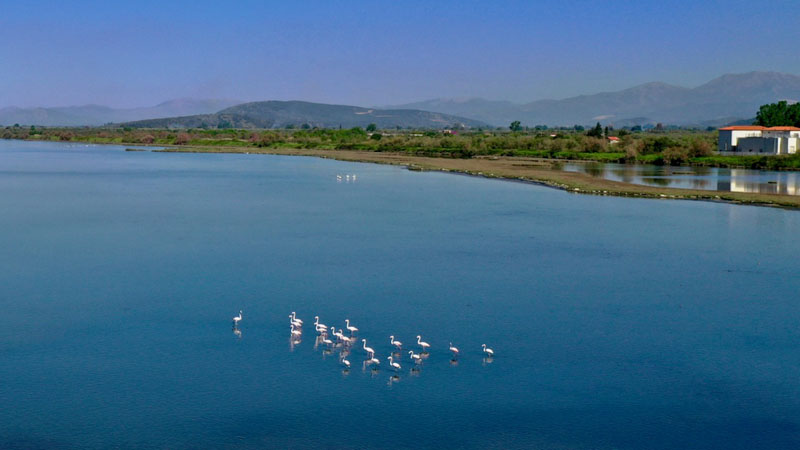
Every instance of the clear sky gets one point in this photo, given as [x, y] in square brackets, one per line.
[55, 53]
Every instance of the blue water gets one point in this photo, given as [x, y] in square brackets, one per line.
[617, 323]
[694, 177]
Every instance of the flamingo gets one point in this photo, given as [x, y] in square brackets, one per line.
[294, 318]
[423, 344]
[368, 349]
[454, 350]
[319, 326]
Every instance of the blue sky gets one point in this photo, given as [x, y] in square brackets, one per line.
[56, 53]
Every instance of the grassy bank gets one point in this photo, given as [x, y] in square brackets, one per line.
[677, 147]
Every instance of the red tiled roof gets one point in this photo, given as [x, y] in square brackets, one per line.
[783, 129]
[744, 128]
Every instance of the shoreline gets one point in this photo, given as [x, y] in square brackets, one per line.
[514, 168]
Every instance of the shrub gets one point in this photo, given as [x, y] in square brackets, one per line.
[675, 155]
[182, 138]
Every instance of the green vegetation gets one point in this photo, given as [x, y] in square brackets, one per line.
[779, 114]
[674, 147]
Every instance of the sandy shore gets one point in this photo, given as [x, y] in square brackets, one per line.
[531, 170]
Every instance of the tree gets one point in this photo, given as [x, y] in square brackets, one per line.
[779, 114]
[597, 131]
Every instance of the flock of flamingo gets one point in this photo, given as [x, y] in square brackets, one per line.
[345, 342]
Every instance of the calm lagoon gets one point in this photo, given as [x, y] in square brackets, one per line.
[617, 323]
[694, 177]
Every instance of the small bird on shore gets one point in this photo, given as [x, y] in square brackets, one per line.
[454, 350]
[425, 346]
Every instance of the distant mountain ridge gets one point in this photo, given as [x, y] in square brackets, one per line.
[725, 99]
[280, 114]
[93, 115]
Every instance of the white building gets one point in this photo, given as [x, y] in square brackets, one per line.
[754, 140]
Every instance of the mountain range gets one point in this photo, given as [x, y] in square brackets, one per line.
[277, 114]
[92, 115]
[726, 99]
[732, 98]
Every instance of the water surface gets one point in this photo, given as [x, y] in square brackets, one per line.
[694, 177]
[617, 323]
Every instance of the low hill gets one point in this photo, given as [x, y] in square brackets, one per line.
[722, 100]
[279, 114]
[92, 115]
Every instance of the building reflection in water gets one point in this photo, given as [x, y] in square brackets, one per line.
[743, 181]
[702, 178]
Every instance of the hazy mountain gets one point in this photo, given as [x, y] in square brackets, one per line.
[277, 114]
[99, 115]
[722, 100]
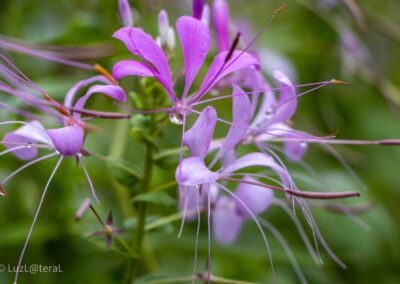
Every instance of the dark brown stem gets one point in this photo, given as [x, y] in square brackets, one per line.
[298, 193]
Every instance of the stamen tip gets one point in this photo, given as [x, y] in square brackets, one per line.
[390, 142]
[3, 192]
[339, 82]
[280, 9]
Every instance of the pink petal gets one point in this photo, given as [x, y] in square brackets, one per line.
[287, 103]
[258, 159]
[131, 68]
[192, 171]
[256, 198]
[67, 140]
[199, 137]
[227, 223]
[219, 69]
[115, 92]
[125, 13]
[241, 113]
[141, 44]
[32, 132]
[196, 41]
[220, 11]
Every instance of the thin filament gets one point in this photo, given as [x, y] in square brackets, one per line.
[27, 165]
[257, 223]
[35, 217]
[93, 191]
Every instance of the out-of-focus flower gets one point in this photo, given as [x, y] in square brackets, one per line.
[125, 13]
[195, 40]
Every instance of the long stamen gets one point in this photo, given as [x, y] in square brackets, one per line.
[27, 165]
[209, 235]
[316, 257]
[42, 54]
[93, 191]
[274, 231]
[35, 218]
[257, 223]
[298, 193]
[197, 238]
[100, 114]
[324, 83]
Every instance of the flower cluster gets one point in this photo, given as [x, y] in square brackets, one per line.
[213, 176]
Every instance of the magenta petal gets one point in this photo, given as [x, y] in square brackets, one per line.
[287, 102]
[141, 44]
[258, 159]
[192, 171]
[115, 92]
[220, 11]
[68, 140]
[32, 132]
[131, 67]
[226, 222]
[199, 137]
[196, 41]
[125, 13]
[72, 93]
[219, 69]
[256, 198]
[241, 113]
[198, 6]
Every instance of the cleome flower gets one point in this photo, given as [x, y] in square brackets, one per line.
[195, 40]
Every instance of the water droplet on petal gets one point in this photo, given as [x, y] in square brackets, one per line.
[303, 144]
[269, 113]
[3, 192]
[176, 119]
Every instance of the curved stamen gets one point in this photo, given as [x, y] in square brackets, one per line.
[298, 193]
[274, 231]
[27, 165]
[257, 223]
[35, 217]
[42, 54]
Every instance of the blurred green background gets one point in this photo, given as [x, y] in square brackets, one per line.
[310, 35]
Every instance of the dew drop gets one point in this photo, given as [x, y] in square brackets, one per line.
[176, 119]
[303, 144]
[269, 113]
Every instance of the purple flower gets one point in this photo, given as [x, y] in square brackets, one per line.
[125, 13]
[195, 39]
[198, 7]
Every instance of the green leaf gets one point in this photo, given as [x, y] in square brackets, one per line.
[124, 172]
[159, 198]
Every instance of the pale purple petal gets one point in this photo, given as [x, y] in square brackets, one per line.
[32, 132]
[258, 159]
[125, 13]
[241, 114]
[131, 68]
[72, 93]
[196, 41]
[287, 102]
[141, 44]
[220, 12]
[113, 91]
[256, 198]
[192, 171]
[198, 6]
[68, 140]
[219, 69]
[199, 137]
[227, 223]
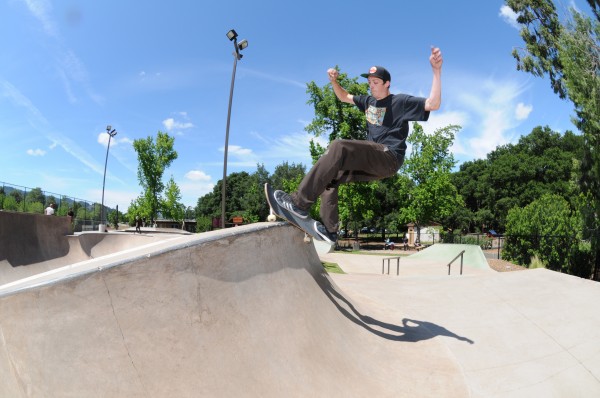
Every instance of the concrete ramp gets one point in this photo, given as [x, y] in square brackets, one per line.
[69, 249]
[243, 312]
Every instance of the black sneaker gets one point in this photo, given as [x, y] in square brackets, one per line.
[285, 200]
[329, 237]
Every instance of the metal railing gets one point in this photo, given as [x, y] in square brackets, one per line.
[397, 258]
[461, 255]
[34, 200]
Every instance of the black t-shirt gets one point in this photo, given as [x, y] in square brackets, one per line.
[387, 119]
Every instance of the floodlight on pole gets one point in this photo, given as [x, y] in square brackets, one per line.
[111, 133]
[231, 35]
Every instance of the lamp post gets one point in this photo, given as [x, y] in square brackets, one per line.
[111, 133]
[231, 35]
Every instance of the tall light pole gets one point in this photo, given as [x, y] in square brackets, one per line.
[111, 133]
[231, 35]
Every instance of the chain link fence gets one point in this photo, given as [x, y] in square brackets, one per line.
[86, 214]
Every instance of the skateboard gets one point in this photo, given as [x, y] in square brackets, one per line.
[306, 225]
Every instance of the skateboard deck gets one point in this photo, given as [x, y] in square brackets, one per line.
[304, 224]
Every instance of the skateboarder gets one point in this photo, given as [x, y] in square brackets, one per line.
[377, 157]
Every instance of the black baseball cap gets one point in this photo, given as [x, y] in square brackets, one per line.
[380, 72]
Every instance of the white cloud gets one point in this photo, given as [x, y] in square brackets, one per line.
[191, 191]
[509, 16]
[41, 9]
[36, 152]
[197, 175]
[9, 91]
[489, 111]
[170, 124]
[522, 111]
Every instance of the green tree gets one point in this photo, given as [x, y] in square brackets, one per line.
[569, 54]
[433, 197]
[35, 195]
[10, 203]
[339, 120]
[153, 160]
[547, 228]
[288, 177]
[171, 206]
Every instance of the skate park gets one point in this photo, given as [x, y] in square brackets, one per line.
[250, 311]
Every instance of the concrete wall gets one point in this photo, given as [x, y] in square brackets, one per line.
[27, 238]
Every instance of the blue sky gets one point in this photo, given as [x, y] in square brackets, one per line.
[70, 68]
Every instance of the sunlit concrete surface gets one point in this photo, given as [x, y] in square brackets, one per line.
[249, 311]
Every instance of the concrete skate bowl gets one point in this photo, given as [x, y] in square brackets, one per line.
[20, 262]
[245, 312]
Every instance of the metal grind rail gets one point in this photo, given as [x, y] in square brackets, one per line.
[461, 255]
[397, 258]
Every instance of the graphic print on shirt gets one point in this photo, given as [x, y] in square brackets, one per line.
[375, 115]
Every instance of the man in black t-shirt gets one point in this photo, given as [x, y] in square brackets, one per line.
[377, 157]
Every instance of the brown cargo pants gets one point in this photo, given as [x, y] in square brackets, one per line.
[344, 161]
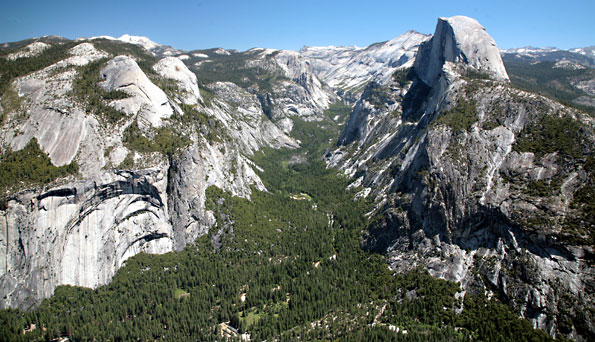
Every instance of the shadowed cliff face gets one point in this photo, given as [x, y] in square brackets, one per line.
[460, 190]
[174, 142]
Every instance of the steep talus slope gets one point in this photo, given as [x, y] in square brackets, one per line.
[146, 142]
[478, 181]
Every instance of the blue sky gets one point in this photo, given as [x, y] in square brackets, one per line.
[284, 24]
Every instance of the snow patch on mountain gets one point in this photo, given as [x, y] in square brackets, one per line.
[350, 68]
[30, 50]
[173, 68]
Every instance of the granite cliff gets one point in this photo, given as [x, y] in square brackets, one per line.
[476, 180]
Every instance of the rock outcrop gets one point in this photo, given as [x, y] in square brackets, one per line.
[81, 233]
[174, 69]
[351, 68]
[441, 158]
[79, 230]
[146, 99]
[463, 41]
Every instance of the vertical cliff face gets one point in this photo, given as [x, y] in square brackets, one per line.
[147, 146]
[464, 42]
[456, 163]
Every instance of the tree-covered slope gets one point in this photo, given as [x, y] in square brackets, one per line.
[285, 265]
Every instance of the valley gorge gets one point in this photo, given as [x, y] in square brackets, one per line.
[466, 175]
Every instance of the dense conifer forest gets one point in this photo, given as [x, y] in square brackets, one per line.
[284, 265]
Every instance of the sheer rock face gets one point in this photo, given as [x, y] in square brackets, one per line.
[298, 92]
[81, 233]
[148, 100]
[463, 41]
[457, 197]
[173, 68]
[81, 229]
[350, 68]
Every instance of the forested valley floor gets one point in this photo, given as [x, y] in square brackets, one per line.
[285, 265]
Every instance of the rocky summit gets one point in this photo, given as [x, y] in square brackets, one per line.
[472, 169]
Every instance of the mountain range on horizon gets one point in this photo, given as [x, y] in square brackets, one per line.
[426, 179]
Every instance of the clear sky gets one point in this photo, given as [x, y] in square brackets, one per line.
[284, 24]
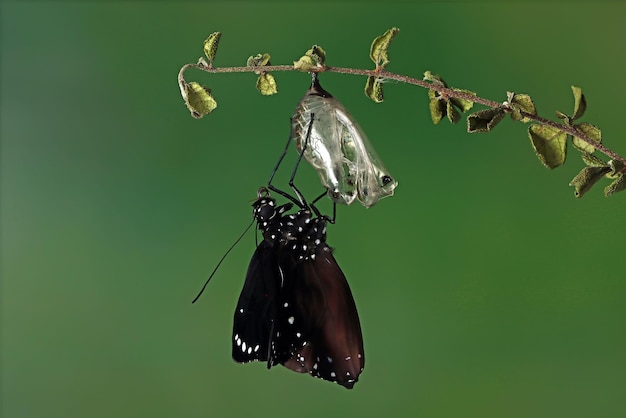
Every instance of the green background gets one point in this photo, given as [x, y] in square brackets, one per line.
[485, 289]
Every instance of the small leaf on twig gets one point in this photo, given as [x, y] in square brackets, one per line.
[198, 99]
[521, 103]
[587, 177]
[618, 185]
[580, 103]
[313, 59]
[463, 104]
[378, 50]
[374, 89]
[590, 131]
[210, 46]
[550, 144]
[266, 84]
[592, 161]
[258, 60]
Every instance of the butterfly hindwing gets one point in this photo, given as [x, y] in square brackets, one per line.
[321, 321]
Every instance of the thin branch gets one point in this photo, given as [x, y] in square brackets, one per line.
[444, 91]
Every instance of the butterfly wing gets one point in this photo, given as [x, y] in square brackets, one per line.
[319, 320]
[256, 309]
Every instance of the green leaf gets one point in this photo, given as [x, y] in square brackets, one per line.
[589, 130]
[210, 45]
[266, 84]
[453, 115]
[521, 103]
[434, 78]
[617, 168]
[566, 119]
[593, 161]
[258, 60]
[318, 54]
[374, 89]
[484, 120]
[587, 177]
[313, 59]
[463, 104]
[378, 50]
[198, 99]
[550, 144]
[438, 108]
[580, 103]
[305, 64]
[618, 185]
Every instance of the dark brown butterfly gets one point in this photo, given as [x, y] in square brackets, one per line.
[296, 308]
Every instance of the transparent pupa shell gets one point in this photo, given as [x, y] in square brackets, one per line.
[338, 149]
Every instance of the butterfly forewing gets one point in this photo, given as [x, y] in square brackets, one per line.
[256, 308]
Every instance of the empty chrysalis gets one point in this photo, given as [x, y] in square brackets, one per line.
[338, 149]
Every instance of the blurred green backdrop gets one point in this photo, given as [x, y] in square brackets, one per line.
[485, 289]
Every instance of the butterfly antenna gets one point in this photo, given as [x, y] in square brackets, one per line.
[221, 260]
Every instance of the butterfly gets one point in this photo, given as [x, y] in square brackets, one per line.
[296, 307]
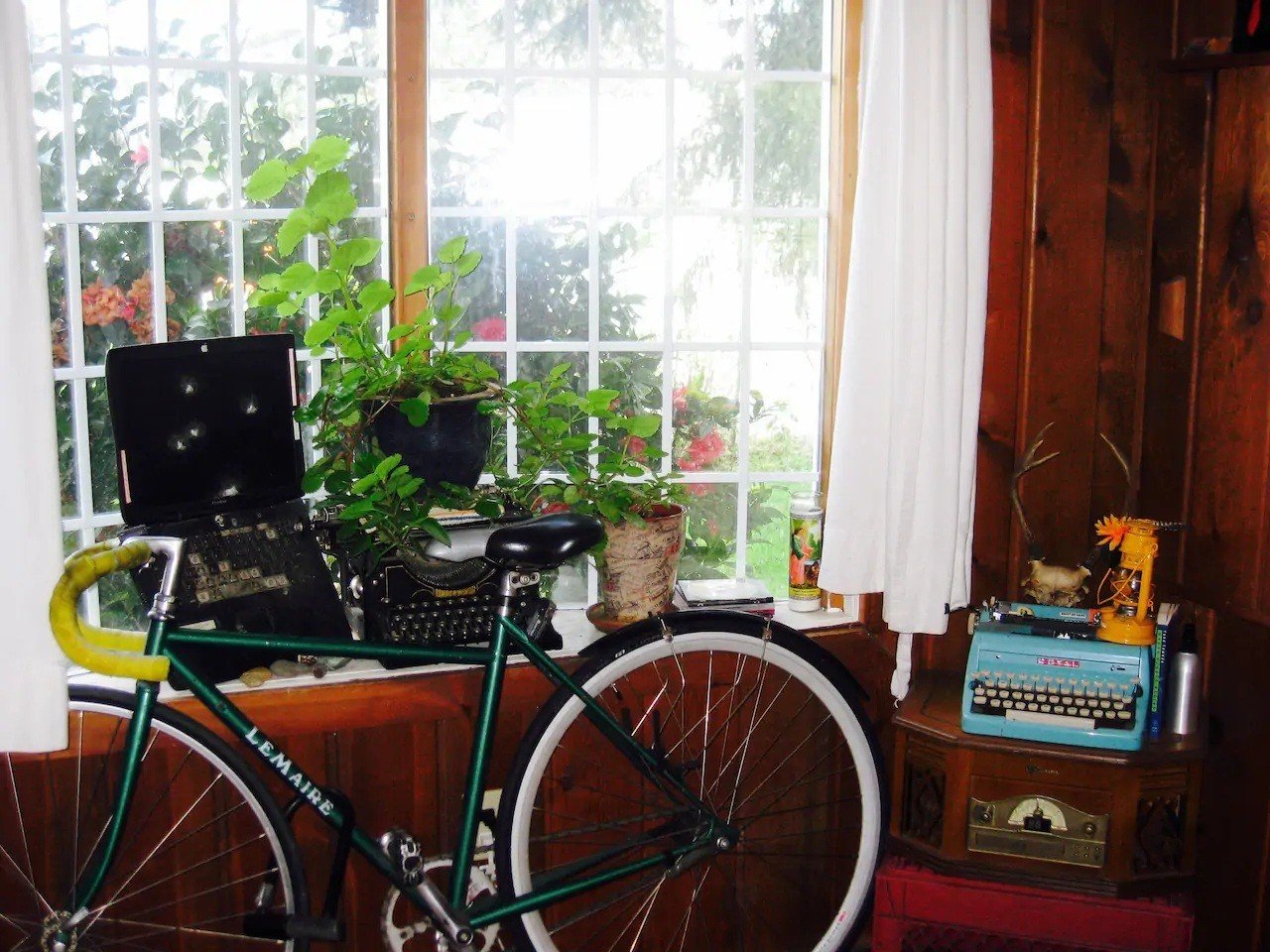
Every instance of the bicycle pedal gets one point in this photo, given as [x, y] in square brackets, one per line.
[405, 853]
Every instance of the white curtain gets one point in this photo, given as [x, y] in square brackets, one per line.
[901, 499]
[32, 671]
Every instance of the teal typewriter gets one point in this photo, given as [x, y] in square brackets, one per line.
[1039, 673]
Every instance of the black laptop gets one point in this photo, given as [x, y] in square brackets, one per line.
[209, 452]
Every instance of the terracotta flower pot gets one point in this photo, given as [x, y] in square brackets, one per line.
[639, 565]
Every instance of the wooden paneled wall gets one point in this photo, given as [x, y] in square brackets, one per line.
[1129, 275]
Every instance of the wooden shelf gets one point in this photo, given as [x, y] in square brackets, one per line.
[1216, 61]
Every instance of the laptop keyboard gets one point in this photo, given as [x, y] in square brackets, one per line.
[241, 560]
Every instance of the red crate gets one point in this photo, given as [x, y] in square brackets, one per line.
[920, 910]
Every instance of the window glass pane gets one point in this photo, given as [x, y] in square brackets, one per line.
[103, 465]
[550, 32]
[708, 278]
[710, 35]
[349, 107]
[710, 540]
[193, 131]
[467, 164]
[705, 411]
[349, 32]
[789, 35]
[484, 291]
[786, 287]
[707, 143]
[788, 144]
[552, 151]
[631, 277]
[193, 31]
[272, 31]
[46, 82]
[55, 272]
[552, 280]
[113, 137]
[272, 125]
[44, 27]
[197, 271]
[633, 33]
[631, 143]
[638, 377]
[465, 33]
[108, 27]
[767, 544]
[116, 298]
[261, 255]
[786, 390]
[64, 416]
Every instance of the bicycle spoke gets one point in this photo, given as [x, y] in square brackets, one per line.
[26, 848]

→ **Challenge**: Extract every line from the one with "Every instance of the window" down to the final line above, both included, exactly as written.

→ **Final result**:
Every instance of the window glass pane gets one point in this photo, given as [x, y] in square brackets, one per line.
[103, 465]
[550, 32]
[708, 278]
[710, 35]
[349, 107]
[710, 540]
[193, 131]
[467, 164]
[705, 411]
[349, 32]
[789, 35]
[484, 291]
[786, 287]
[707, 143]
[788, 144]
[552, 151]
[631, 277]
[193, 31]
[272, 31]
[46, 82]
[55, 272]
[552, 280]
[113, 137]
[272, 125]
[44, 27]
[197, 271]
[633, 33]
[631, 143]
[638, 377]
[465, 33]
[108, 27]
[767, 544]
[116, 298]
[261, 255]
[786, 390]
[64, 416]
Every instance of the bicycle spoke gets one point in this photo, given as [x, y] in square brackets, one per line.
[26, 848]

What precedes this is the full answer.